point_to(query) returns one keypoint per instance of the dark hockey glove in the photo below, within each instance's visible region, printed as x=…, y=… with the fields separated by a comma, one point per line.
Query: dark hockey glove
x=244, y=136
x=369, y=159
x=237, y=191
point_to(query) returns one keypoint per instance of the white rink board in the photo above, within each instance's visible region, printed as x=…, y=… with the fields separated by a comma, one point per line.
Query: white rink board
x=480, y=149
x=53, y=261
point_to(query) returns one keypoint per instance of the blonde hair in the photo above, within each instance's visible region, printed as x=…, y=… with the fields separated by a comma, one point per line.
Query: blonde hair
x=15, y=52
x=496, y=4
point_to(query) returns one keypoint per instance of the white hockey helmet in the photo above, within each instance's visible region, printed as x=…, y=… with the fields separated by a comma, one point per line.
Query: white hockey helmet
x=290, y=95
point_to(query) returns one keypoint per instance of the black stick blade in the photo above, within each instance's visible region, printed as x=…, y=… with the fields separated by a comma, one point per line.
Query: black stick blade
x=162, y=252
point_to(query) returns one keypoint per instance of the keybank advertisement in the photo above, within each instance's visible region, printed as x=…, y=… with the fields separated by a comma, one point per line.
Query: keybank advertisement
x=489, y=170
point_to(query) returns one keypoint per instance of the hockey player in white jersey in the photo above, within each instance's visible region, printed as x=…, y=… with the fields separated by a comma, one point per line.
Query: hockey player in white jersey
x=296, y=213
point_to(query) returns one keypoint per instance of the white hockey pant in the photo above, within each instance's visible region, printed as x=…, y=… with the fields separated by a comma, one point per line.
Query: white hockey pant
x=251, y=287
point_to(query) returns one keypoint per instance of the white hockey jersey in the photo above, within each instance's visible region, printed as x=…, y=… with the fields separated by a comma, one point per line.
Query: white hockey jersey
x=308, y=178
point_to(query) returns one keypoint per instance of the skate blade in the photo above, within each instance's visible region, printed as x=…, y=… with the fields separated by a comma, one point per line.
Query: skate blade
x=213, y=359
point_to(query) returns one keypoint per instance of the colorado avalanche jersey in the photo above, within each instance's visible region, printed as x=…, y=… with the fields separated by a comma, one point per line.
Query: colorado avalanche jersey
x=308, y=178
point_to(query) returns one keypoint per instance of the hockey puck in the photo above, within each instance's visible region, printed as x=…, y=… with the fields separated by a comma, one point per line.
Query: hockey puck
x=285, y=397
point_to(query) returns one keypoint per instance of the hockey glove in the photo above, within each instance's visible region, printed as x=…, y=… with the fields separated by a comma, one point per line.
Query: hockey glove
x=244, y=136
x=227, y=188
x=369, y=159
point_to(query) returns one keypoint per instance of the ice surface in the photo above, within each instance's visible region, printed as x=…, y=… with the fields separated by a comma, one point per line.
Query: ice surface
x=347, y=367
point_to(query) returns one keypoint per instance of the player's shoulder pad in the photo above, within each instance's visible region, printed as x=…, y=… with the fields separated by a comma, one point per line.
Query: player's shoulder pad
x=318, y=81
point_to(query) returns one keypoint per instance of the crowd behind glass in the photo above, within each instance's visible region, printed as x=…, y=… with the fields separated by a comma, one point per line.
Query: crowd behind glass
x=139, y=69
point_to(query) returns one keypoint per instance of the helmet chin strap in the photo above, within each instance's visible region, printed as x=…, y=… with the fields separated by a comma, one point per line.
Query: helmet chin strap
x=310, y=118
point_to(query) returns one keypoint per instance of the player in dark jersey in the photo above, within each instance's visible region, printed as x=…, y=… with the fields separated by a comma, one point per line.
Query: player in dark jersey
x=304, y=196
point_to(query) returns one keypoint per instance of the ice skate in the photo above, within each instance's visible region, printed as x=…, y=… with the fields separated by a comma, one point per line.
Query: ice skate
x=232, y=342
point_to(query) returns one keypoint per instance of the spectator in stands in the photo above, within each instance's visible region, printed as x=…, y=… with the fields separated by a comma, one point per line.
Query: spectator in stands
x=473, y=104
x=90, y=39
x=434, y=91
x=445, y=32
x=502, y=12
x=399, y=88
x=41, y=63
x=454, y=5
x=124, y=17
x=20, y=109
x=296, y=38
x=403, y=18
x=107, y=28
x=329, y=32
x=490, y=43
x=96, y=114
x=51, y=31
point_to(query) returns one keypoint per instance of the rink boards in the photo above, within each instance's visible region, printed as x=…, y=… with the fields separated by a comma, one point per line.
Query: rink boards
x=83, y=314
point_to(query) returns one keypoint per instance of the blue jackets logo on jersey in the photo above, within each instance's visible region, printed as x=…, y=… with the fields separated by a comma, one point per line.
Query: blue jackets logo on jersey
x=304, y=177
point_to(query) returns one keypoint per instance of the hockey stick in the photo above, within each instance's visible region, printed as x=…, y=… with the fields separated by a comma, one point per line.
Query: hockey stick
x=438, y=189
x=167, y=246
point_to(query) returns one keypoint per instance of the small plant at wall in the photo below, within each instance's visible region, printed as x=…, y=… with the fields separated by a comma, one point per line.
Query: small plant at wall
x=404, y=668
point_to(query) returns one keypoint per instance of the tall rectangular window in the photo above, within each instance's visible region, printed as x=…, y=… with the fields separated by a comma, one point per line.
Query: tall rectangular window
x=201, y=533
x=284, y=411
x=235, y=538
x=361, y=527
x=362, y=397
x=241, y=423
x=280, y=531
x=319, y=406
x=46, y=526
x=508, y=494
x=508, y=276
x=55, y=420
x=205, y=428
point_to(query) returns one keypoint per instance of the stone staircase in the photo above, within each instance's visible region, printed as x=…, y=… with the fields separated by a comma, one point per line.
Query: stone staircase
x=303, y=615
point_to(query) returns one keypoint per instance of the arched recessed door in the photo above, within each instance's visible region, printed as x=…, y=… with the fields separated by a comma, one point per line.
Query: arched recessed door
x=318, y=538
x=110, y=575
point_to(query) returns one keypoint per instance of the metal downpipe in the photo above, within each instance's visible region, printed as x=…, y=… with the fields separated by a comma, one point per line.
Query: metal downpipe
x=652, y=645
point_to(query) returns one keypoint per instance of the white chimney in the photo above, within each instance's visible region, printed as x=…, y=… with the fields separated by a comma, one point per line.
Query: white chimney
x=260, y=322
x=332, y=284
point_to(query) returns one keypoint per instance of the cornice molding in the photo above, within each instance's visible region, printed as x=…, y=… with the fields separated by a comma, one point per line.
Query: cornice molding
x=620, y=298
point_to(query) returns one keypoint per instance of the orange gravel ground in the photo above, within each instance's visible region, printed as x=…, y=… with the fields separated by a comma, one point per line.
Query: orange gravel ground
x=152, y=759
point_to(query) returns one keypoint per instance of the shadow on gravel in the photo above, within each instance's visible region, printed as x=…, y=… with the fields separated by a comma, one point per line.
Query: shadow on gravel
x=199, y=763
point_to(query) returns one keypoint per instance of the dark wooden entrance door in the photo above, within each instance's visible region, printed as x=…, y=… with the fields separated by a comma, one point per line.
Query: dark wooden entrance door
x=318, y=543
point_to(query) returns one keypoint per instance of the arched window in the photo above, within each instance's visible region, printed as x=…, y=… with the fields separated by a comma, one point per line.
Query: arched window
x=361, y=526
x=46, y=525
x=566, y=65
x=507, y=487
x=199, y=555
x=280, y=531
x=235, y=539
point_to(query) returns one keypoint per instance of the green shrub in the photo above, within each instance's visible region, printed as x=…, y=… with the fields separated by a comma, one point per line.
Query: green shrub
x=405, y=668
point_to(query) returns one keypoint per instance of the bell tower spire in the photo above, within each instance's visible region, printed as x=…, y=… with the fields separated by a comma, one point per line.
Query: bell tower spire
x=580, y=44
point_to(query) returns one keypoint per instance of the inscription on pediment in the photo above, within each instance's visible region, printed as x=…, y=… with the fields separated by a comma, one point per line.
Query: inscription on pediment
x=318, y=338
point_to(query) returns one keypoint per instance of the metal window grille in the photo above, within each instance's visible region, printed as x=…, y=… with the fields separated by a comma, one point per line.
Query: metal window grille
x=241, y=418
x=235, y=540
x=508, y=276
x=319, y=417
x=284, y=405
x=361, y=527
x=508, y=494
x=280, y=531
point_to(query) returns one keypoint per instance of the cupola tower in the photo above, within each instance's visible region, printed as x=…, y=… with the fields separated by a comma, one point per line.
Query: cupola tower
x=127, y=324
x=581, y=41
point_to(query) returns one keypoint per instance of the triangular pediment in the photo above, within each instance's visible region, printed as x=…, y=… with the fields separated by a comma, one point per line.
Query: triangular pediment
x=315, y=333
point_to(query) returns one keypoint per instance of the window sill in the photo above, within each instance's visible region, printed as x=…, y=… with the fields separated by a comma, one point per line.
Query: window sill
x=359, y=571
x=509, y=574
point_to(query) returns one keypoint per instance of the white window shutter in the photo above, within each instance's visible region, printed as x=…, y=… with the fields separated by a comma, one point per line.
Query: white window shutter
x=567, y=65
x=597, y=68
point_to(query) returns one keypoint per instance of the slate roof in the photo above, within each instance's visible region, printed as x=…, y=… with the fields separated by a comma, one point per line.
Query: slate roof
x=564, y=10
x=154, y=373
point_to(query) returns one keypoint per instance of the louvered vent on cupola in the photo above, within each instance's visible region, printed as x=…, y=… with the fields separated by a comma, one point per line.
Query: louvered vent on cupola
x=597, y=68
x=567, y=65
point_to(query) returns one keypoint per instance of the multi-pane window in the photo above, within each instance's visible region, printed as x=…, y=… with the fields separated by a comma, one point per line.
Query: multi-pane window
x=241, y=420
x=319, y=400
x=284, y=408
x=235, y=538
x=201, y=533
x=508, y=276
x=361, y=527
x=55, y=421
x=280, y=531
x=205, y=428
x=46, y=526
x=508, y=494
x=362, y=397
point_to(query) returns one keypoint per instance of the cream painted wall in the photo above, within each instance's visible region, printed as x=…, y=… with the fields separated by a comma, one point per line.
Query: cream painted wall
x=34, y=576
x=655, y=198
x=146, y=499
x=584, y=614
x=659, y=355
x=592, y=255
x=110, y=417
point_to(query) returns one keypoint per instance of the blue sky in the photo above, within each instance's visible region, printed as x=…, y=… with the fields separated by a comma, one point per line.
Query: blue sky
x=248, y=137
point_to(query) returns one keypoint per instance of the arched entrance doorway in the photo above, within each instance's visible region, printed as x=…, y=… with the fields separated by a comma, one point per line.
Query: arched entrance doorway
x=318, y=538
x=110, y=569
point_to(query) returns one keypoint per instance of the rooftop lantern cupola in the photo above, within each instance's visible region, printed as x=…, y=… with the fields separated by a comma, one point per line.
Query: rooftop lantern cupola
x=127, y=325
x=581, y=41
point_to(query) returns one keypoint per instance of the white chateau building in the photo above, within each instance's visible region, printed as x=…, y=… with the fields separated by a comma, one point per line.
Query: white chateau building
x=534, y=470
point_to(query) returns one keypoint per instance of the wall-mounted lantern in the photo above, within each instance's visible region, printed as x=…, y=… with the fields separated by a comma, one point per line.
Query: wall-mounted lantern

__________

* Instructions for the task
Give again, word for word, every line from the one holding "the white chateau" to the end of the data.

* Response to this task
point_to(query) returns one keypoint per instance of the white chateau building in the photo above, within each instance's visible region, printed as x=…, y=… with the fields separated by a comma, one point per line.
Query: white chateau building
x=534, y=470
point_to(query) returns one keypoint per instance of the wall-mounted lantern in the photo above, within each instance's visible region, printed as x=…, y=… with the fields separated by a comma, one point per line.
Query: wall-mounted lantern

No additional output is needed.